**The request:**
Copy out every item below word for word, but leave the pictures out of your answer.
*** Material
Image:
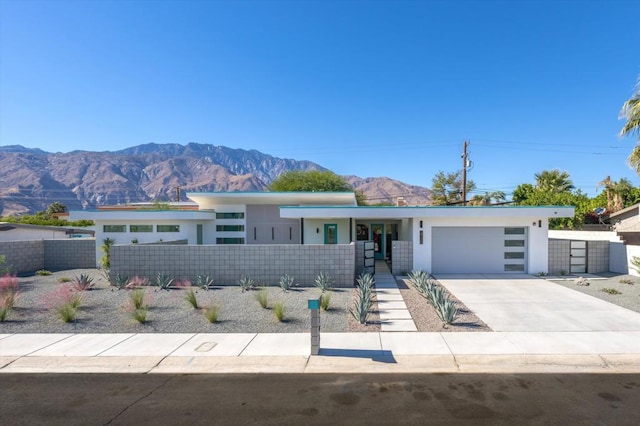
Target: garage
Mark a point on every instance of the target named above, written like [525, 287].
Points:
[473, 250]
******
**Full answer:**
Image:
Target: garage
Mark a point on every instance of the target named above, written like [525, 287].
Points:
[473, 250]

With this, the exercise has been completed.